▶ [REQUIREMENT] Print all of the records below line for line without any changes, and leave out the pictures.

— Start of RECORDS —

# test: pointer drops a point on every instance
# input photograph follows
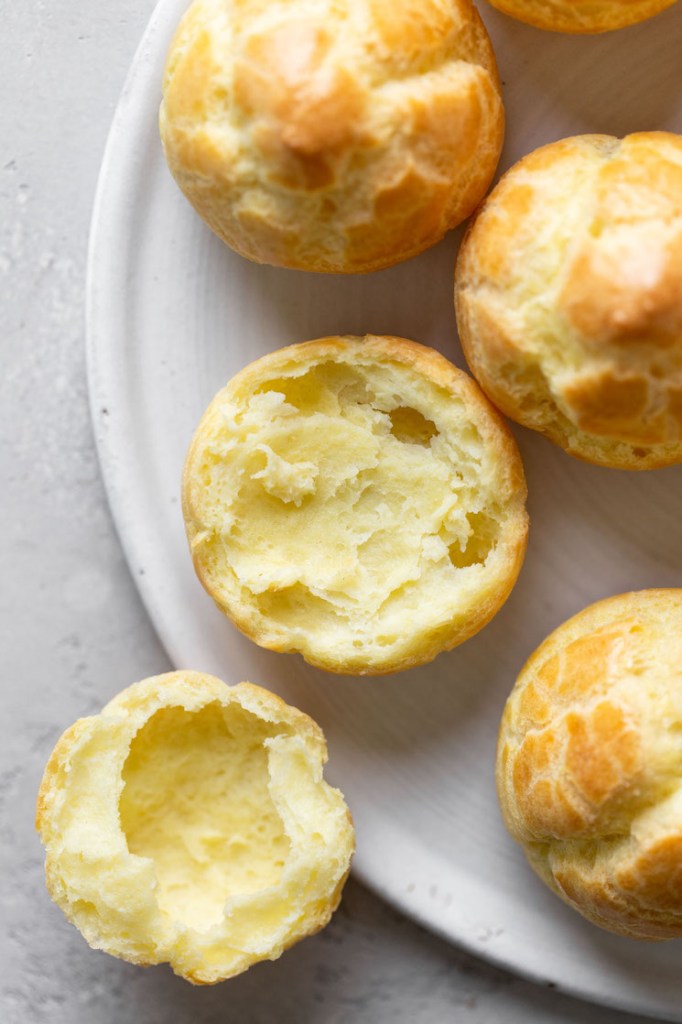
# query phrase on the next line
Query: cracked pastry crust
(582, 16)
(589, 766)
(355, 500)
(189, 823)
(332, 135)
(568, 295)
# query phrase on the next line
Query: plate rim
(98, 299)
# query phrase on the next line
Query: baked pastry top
(332, 135)
(189, 823)
(356, 500)
(582, 16)
(589, 761)
(568, 294)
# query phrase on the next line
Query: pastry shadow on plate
(613, 83)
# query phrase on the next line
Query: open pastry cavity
(335, 499)
(189, 822)
(197, 802)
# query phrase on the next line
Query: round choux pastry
(568, 295)
(582, 16)
(339, 135)
(189, 823)
(589, 763)
(355, 500)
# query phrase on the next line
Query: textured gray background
(74, 631)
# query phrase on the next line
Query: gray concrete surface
(73, 629)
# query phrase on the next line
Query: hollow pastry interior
(355, 500)
(189, 822)
(568, 297)
(589, 765)
(582, 16)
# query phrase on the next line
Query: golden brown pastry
(582, 16)
(189, 823)
(342, 135)
(356, 500)
(589, 763)
(568, 294)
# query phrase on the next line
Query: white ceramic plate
(173, 314)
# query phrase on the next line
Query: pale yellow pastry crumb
(188, 822)
(356, 500)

— End of RECORDS —

▶ [EXPECTED OUTPUT]
# test: pointer drops a point on every instance
# input photograph follows
# query phrase on the next line
Query: cracked pastry crust
(582, 16)
(589, 766)
(355, 500)
(189, 823)
(332, 135)
(568, 295)
# query phrase on the next line
Query: plate rim
(98, 299)
# query phrase on the next line
Query: baked pastry top
(332, 135)
(189, 823)
(356, 500)
(582, 16)
(589, 761)
(568, 294)
# query phrase on the next line
Query: pastry shadow on plate
(613, 83)
# query phrase on the next line
Query: open pastry cavity
(335, 499)
(189, 822)
(197, 802)
# query phrase on the next line
Query: round choux pastry
(568, 295)
(582, 16)
(339, 135)
(189, 823)
(589, 763)
(355, 500)
# query phrase on the next line
Query: textured gray background
(74, 631)
# query phrase on the next line
Query: gray concrete surface
(73, 629)
# query phrase on the next line
Query: hollow pastry interior
(355, 500)
(189, 822)
(568, 297)
(589, 765)
(582, 16)
# query phrase on the next line
Query: golden brown pastry
(582, 16)
(189, 823)
(342, 135)
(356, 500)
(589, 763)
(568, 294)
# query phrase on the next line
Query: white ceramic plate
(173, 314)
# query phrase on the next line
Query: pale yellow pastry crumb
(188, 822)
(356, 500)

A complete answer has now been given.